------ Kutipan ------
Thursday, April 23, 2020

Kebohongan China tentang Pemenjaraan Massal Umat Islam dan Ketidakpercayaan Dunia Terkait Respon Tirai Bambu terhadap Pandemi


Ketersiksaan umat Islam Uighur di Turkistan Timur (negeri mereka) yang telah berganti nama Xinjiang telah lama mengemuka. Dunia internasional telah pula bereaksi menyeru China menghentikan kekerasan dan penganiayaan muslim di sana.

Ini terjadi sebelum coronavirus asal China itu merebak dan membunuh banyak orang. Dan, sejarah tingginya penganiayaan muslim Uighur di Xinjiang (Turkistan Timur), China, meletakkan dasar bagi banyak orang untuk tidak mempercayai penanganan wabah COVID-19 oleh negeri tirai bambu itu.

Seperti terlansir Washington Examiner
(22/4/2020) misalnya, sejak Maret semakin banyak orang mengatakan bahwa mereka tidak percaya dengan pernyataan pemerintah Presiden Xi Jinping tentang upayanya mengendalikan virus, yang berasal dari Kota Wuhan di China. Bahkan, sebuah survei yang dilakukan oleh Pew Research Center menemukan bahwa, pada akhir bulan, mayoritas yang sangat besar di Amerika Serikat melihat kekuatan China sebagai ancaman bagi Amerika.
------ Cuplikan Entri ------
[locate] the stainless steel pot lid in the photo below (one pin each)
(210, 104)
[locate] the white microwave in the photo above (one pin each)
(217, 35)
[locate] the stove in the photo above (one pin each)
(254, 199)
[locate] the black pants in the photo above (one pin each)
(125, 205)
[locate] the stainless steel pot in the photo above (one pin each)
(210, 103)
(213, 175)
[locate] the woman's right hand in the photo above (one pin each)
------
------ Cuplikan Entri ------
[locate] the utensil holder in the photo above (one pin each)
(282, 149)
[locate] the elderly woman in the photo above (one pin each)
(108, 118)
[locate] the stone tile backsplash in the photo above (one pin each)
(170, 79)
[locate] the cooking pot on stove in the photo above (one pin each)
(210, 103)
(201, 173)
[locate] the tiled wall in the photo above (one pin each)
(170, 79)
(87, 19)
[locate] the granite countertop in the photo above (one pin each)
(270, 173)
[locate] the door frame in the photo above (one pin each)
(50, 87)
------
Petunjuk Pengerjaan —
1 – Apa temuan survei Pew Research Center menurut kutipan tentang muslim Uighur dan respons China terhadap pandemi?
2 – Lanjutkan kutipan tentang muslim Uighur dan respons China terhadap pandemi, dimulai setelah kalimat terakhir yang ditampilkan.

Hasil Setiap Tugas —
1 – Mayoritas yang sangat besar di Amerika Serikat melihat kekuatan China sebagai ancaman bagi Amerika.

2 –
Masih dari sumber yang sama, Senator Arkansas--Tom Cotton--menunjuk secara khusus pada eksposisi yang baru-baru ini dipublikasikan oleh pemerintah China mengenai praktik membatasi minoritas agama, seperti ke kamp interniran yang disebut banyak orang sebagai penjara terbesar bagi muslim Uighur.

"Pemerintah yang memperlakukan rakyat mereka sendiri dengan cara yang brutal tidak akan berpikir apa-apa berbohong tentang korban kematian virus untuk mempertahankan kekuatan mereka sendiri," kata Cotton.

Penganiayaan China (Republik Rakyat China) terhadap minoritas agama memasuki kesadaran publik tahun lalu ketika protes di Hong Kong terhadap pemerintah China menutup kota pulau itu dan memicu perdebatan tentang pelanggaran hak asasi manusia oleh Beijing.

Hal ini pun meresap dalam pemilihan presiden tahun 2020. Mengutip media itu, selama debat Desember, mantan Wakil Presiden Joe Biden, bersama dengan kandidat Demokrat lainnya, mengkritik perlakuan China terhadap Uighur, dengan mengatakan AS seharusnya tidak mentoleransinya.

Sementara itu, Senator Nebraska Ben Sasse mengatakan kepada Washington Examiner bahwa Rezim China “takut bahwa pemikiran bebas dapat merusak legitimasi Partai Komunis China" sehingga mereka berusaha untuk memadamkan segala bentuk kebebasan berbicara untuk mempertahankan kontrol.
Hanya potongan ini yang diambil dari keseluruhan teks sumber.